_DOCUMENT EXTRACT_

* START *

Hacker News new | ask | show | jobs
by sofixa 888 days ago
> I think a lot of orgs move to cloud simply because it's popular and gartner told them so.

Nah, I think it's mostly about the second part of your comment. Everyone hates waiting for months to get a VM or a database or a firewall rule because the infrastructure/DBA teams are stuck ten years in the past and take pride in their artisanal infrastructure building.

So moving to the cloud eliminates a useless layer of time wasting,

6 comments

If your on-prem team can't spin up a VM same day, then firing them is probably higher ROI than "going to cloud". Further, a lot of the shops "going to cloud" because their infra team is slow.. then hide cloud behind their infra team.

A prior 200+ dev shop went from automated on-prem VM builds happening within hours from when you raise a ticket, to cloud where there was a slack channel to nag&beg for an EC2 which could take a day to a week. This was not a temporary state of affairs either, it was allowed to run like this for 2 years+.

Oh and, worth mentioning, CTO there LOVED him some Gartner.

Despite years of friendly sounding devops philosophy there's times when devs and ops are fundamentally going to be in conflict. it's sort of a proxy war between devs who understandably dislike red tape and management who loves it, with devops caught in the middle and on the hook for both rapid delivery of infrastructure but also some semblance of governance.

An org with actual governance in place really can't deliver infra rapidly, regardless of whether the underlying stuff is cloud or on prem, because whatever form governance takes in practice it tends to be distributed, i.e. everyone wants to be consulted on everything but they also want their own responsibility/accountability to be to be diluted. Bureaucracy 101..

Devs only see ops taking too long to deliver, but ops is generally frozen waiting on infosec, management approving new costs, data stewards approving new copies across ends, architects who haven't yet considered/approved whatever Outlandish new toys the junior devs have requested, etc etc.

* END *

_GOAL_
Copy out the part of the cloud-migration thread above, starting at "Despite years of" and ending at "semblance of governance.".

_DATASET RECORDS_
* START *

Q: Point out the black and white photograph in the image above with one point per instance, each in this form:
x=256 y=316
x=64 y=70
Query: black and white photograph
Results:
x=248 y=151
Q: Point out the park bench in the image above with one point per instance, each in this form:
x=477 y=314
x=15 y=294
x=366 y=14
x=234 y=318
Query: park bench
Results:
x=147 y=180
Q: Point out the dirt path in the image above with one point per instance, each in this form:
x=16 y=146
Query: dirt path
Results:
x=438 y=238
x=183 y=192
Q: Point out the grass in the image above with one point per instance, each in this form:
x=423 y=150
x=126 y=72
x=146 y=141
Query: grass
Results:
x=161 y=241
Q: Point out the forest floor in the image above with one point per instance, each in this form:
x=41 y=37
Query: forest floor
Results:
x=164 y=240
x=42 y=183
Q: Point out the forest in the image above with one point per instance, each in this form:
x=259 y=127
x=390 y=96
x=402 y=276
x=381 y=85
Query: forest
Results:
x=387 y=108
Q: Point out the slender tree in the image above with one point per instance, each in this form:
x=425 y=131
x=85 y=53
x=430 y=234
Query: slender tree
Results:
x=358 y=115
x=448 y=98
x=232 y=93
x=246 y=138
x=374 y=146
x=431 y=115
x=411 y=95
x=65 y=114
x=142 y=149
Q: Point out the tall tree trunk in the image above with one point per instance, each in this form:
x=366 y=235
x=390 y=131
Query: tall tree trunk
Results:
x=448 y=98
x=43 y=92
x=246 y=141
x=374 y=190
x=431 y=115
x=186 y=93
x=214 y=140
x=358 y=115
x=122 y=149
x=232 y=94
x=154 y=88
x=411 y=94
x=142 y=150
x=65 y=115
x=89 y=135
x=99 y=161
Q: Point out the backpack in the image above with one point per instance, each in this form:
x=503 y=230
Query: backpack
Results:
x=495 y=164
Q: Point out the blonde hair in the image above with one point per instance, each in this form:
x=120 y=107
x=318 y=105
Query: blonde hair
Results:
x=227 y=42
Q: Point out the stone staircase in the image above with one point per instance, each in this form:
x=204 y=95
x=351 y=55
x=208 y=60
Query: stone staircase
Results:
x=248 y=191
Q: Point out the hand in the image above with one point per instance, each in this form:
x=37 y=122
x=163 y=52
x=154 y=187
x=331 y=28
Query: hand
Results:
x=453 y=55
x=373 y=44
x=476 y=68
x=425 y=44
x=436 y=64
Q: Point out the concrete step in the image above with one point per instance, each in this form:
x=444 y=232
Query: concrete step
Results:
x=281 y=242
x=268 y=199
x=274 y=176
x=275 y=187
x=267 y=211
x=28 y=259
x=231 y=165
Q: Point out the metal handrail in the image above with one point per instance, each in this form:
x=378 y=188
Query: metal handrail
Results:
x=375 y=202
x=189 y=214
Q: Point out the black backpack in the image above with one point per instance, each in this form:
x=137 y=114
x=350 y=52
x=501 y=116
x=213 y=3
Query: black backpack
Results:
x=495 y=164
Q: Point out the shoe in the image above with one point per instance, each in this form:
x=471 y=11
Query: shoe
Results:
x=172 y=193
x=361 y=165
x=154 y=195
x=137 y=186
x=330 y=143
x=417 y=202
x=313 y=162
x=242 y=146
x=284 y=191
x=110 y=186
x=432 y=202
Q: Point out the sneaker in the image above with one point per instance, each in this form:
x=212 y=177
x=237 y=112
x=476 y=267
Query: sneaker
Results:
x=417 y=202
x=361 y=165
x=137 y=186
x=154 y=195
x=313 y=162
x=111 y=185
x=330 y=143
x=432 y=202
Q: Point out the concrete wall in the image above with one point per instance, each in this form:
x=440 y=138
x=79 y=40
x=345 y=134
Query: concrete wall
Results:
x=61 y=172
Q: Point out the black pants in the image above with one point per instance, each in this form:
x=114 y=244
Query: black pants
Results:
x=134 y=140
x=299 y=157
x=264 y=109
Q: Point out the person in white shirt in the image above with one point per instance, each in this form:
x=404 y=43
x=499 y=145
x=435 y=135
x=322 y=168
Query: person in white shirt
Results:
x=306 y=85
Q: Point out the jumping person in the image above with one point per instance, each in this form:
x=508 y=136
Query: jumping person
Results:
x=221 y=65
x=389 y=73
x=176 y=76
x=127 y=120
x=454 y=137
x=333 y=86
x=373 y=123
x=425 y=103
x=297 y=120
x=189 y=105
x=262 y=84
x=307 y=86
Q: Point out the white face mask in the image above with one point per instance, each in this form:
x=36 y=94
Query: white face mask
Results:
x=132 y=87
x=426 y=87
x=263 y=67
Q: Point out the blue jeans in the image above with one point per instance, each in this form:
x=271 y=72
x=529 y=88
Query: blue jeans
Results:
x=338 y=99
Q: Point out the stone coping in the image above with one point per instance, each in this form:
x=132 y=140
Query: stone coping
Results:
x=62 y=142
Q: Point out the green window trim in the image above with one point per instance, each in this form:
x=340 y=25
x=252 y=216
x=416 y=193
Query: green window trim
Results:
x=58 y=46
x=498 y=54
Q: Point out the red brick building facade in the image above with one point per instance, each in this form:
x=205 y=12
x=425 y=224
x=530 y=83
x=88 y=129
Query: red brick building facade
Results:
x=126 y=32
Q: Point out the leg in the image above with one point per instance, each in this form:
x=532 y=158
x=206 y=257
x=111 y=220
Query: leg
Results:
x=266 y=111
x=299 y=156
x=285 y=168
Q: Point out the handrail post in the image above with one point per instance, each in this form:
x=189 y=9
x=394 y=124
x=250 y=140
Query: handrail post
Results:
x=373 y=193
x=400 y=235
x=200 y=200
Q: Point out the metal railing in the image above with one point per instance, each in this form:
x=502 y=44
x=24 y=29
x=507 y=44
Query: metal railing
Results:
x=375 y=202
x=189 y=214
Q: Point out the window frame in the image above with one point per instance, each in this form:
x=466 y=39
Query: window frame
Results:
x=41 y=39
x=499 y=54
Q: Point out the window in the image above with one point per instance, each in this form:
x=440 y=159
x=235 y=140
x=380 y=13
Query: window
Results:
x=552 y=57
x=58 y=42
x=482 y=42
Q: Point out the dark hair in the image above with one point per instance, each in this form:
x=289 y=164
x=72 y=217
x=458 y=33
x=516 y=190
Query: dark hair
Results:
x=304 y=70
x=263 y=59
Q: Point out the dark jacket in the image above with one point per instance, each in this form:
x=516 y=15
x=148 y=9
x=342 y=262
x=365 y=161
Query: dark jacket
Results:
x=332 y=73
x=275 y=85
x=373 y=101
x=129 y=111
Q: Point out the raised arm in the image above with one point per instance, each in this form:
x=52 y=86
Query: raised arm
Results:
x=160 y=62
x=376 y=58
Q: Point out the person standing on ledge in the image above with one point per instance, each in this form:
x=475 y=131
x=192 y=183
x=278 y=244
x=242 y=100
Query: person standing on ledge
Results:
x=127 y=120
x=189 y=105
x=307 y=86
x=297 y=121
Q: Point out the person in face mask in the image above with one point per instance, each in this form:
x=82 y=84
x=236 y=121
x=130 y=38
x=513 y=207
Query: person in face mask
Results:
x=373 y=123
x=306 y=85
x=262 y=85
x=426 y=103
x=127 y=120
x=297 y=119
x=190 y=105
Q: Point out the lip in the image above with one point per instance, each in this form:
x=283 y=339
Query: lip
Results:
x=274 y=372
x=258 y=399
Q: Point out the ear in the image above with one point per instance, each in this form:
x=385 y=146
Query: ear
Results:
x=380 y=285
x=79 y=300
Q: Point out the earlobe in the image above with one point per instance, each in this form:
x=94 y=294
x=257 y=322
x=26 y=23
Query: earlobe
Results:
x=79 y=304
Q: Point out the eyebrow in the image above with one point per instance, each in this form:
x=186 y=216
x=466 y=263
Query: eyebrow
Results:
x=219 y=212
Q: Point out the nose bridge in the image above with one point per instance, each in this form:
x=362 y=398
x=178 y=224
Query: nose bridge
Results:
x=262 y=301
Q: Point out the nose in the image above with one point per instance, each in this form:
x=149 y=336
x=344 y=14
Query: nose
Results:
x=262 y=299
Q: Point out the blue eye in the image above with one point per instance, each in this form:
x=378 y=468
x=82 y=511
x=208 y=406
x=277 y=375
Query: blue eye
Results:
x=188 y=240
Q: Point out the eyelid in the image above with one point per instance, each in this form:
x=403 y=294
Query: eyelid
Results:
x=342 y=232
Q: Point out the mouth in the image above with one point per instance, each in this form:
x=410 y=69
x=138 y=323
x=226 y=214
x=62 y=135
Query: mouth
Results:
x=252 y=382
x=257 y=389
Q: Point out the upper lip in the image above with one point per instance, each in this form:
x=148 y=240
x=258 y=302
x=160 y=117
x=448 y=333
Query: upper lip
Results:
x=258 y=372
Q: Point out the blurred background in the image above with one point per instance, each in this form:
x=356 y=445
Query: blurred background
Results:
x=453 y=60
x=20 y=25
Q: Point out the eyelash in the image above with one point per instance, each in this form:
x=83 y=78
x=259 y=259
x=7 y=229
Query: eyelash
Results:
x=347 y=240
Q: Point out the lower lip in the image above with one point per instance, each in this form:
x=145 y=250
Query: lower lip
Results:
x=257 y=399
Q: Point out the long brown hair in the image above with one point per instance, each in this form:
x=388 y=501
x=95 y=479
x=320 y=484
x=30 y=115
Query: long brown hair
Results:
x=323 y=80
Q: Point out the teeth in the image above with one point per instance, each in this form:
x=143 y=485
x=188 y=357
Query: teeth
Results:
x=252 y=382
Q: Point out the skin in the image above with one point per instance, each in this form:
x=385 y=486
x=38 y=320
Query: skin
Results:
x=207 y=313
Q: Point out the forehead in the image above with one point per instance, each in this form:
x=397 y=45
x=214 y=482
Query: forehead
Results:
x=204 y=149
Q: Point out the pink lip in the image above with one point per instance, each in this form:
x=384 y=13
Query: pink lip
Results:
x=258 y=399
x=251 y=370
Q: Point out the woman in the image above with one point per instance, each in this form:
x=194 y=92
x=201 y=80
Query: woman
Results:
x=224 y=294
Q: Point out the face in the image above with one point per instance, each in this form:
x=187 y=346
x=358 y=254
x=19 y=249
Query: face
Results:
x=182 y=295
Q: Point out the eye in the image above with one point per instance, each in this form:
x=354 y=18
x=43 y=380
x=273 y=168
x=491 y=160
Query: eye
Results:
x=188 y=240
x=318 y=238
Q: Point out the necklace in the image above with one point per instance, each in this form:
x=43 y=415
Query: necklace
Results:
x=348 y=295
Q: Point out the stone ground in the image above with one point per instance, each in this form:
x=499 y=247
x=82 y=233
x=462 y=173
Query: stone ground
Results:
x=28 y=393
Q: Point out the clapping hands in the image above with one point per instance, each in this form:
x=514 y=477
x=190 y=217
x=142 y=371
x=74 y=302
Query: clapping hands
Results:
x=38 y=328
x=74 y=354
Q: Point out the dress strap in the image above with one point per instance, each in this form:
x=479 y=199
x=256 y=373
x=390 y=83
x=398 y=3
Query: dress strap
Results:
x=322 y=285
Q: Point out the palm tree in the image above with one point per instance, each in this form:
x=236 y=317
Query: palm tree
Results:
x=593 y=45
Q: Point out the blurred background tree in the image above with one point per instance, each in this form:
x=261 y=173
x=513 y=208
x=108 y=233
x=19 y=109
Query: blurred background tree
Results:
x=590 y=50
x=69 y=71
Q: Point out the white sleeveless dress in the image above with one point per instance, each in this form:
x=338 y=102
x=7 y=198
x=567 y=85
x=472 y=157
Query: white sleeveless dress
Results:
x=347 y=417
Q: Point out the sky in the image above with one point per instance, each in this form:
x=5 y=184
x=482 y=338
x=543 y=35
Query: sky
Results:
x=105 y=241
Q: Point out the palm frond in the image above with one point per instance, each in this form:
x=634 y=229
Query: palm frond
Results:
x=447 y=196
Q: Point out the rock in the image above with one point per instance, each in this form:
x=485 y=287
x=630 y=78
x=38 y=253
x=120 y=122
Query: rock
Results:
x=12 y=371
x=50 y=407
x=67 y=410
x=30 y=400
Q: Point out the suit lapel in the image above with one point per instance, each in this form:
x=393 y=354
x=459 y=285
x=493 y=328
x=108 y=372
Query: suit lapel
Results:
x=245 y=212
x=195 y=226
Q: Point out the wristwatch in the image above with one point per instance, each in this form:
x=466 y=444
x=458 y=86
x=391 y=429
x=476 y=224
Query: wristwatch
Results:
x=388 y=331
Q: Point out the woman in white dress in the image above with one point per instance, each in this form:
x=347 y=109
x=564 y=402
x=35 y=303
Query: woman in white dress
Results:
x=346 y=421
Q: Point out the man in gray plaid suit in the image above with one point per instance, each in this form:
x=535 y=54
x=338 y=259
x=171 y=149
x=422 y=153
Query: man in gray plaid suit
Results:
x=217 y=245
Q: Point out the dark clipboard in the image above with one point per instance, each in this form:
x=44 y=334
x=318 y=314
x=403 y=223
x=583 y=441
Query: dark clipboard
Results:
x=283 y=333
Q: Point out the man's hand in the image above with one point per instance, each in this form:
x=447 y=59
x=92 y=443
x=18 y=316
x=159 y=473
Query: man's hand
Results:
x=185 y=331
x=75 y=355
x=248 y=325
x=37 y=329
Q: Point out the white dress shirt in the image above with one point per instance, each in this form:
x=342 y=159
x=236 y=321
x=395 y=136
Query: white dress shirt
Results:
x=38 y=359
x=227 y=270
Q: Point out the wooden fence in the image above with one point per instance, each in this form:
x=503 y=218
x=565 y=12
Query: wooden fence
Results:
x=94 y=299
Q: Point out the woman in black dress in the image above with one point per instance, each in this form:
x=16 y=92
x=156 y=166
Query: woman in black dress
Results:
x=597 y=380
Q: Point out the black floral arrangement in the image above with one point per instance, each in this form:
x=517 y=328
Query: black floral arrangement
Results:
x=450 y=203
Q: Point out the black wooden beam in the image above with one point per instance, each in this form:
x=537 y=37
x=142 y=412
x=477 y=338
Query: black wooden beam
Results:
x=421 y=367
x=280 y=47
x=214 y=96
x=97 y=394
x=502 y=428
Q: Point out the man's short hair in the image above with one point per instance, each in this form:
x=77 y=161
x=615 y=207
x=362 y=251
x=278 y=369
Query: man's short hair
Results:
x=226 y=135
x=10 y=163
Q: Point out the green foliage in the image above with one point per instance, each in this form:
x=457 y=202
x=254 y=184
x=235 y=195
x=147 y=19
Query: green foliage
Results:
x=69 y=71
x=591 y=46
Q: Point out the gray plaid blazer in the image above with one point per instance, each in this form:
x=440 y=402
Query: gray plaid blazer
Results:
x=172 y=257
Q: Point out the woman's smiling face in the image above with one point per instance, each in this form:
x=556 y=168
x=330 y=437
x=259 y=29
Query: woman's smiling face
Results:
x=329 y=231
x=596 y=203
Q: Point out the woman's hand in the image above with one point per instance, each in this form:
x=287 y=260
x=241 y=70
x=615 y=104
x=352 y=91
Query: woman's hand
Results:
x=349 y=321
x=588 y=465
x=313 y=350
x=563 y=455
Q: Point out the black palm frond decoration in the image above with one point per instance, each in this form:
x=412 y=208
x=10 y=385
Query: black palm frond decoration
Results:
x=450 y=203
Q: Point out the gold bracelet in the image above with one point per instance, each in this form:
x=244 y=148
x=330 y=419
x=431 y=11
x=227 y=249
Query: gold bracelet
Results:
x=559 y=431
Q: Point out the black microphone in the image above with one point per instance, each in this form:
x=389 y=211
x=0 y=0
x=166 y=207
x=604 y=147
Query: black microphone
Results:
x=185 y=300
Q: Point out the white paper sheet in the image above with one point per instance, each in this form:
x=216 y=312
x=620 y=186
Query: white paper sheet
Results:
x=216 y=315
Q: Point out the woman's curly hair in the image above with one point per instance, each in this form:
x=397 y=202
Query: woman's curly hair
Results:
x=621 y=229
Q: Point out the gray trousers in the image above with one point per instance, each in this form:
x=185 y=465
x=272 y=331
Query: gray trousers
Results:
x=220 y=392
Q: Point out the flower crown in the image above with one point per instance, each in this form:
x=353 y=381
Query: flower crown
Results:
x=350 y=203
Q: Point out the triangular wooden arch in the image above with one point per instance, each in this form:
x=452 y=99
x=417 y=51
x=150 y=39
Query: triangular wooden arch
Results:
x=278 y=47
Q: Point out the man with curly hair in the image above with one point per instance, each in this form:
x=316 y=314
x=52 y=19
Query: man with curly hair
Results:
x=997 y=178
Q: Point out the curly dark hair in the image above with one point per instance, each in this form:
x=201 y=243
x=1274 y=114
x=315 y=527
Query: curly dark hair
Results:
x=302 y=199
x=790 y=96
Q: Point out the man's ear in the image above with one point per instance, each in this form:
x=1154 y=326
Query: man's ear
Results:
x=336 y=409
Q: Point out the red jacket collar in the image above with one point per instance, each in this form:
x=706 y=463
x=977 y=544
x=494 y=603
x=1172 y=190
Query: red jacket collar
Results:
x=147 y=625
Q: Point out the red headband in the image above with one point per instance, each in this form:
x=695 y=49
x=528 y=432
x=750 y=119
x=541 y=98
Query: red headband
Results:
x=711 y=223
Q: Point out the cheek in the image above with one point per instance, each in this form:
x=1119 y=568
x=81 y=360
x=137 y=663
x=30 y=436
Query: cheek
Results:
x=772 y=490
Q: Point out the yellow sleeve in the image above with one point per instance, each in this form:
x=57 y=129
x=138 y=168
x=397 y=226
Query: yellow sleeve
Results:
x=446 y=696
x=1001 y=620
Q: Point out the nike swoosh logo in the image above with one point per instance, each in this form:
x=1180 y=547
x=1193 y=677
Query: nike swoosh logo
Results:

* END *

_ANSWER TO THIS EXERCISE_
Despite years of friendly sounding devops philosophy there's times when devs and ops are fundamentally going to be in conflict. it's sort of a proxy war between devs who understandably dislike red tape and management who loves it, with devops caught in the middle and on the hook for both rapid delivery of infrastructure but also some semblance of governance.